Source passage:
>> START

3 Reasons Students Should not be Counted in Net Migration Numbers

Matt Gass provides a conservative perspective on the foreign student controversy

Before the 2010 election the Conservatives made a pledge to cut net immigration “to tens of thousands from hundreds of thousands”. Over four years on the results have been questionable (after substantial drops the most recent figures show a significant rise in the last year). It has certainly had an effect, but not all have been desirable. One of the most damaging side effects has been the pressure on reducing foreign students coming to the UK for university. Given the inability of the Government to restrict ‘Free Movement of Peoples’ within the EU, students from outside the EU have been targeted to help edge closer to the politically important number.

The result of this is that any claims from the Home Office to have cut or limited immigration are the result of gaming the system at the expense of British interests. This reached a head earlier this week when the unlikely trio of Lord Heseltine, Nick Clegg and Chuka Umunna each called for student numbers to be removed from the overall net migration targets.

>> END

Pointing data for named objects

>> START

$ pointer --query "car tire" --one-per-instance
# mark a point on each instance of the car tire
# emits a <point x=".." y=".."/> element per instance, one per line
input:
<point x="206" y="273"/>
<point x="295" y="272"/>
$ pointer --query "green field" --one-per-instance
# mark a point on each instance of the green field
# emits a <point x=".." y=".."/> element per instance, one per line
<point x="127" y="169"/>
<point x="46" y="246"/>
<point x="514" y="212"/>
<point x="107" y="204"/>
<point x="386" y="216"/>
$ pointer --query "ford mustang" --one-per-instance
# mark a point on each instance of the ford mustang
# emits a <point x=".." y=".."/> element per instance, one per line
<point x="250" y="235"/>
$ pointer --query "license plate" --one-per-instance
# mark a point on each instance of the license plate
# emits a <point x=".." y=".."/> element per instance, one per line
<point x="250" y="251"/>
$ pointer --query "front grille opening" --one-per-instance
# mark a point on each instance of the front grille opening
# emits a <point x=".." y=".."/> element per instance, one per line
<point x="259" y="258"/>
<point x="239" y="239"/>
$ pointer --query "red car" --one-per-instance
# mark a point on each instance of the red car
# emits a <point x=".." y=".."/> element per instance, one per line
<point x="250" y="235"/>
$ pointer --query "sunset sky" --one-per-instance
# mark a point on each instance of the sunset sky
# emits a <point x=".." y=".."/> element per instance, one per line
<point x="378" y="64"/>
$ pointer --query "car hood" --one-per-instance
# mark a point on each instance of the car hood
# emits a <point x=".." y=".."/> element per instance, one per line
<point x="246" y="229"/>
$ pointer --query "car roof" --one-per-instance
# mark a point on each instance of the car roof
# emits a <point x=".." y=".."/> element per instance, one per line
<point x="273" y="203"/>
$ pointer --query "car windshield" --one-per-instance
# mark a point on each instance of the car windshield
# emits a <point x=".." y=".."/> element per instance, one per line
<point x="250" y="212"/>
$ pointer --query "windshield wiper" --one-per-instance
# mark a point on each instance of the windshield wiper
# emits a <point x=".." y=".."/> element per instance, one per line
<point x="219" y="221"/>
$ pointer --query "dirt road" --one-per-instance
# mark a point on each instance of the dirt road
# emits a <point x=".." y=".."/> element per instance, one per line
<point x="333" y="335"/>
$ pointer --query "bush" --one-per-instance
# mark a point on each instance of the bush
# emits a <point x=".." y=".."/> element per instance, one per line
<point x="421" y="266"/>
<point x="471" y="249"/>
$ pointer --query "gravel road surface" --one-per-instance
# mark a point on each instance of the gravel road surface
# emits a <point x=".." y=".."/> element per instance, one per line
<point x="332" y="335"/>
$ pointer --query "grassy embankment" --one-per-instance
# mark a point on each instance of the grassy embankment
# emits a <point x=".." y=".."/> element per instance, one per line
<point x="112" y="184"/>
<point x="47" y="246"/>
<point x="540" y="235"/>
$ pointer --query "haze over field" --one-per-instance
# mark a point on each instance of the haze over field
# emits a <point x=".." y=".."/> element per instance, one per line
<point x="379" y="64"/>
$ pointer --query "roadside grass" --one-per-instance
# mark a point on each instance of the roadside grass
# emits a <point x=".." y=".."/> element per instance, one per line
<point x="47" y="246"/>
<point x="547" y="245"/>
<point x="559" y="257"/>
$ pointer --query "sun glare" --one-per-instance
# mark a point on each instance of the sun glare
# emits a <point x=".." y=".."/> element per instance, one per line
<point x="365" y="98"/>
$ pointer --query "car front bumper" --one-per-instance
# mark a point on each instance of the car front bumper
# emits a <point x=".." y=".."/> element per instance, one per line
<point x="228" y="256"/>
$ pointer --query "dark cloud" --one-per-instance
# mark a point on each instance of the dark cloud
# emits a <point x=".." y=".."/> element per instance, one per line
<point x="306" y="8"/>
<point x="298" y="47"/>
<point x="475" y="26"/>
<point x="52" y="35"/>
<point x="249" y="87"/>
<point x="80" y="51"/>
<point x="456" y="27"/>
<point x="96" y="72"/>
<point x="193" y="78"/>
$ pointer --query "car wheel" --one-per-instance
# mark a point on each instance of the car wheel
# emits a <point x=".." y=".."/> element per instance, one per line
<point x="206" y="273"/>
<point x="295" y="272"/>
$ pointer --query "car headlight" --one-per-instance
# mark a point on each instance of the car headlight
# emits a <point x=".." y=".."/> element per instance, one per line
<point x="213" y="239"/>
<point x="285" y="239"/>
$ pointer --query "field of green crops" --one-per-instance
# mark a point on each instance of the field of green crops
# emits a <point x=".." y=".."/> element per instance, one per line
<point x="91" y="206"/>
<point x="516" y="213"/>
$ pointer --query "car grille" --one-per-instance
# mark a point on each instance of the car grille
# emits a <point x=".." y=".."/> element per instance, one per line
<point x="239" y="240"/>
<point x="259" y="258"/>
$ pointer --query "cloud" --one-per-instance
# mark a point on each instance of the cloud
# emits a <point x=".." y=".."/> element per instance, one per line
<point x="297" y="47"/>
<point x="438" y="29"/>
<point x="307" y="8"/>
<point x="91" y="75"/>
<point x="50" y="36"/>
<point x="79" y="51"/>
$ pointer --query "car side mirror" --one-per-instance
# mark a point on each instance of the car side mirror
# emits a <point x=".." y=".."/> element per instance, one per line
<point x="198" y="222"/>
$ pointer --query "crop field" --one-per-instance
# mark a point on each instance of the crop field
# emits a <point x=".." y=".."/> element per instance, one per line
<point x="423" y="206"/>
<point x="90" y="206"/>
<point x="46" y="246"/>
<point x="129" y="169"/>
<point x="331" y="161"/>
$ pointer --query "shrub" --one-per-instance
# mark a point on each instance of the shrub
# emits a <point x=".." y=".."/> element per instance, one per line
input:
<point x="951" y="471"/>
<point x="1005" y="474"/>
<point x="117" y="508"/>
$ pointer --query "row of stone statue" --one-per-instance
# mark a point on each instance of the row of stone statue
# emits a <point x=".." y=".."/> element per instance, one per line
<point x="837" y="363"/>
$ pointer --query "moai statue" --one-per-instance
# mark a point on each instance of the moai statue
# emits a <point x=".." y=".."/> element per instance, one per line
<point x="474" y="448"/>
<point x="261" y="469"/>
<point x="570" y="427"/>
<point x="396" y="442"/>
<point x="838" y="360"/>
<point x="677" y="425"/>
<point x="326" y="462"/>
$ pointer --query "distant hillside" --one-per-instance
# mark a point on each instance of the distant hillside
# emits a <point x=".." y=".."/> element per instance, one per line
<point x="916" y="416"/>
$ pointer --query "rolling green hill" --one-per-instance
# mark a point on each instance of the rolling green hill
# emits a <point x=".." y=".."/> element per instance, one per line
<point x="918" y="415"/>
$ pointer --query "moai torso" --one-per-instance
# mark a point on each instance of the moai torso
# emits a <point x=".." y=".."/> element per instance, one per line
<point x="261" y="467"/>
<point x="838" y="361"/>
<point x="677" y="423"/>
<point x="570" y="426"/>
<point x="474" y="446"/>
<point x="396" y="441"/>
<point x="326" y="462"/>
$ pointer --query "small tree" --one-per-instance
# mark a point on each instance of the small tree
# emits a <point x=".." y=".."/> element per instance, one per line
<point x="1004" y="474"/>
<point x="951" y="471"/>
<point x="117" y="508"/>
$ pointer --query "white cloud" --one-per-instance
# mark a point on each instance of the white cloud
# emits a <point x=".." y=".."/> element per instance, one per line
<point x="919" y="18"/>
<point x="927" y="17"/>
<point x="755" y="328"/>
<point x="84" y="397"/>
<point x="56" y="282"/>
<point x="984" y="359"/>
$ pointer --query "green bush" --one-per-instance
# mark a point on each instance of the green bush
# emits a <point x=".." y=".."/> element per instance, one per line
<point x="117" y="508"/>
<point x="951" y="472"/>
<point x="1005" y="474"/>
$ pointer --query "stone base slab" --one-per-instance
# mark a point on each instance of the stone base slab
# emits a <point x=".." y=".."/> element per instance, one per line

>> END

Instructions:
- A) Print the passage from the article on foreign students and net migration between "Matt Gass provides" and "politically important number.", inclusive.
- B) According to the article on foreign students and net migration, which three people called for student numbers to be removed from the overall net migration targets?

Exercise solutions:
- A)
Matt Gass provides a conservative perspective on the foreign student controversy

Before the 2010 election the Conservatives made a pledge to cut net immigration “to tens of thousands from hundreds of thousands”. Over four years on the results have been questionable (after substantial drops the most recent figures show a significant rise in the last year). It has certainly had an effect, but not all have been desirable. One of the most damaging side effects has been the pressure on reducing foreign students coming to the UK for university. Given the inability of the Government to restrict ‘Free Movement of Peoples’ within the EU, students from outside the EU have been targeted to help edge closer to the politically important number.

- B) Lord Heseltine, Nick Clegg and Chuka Umunna.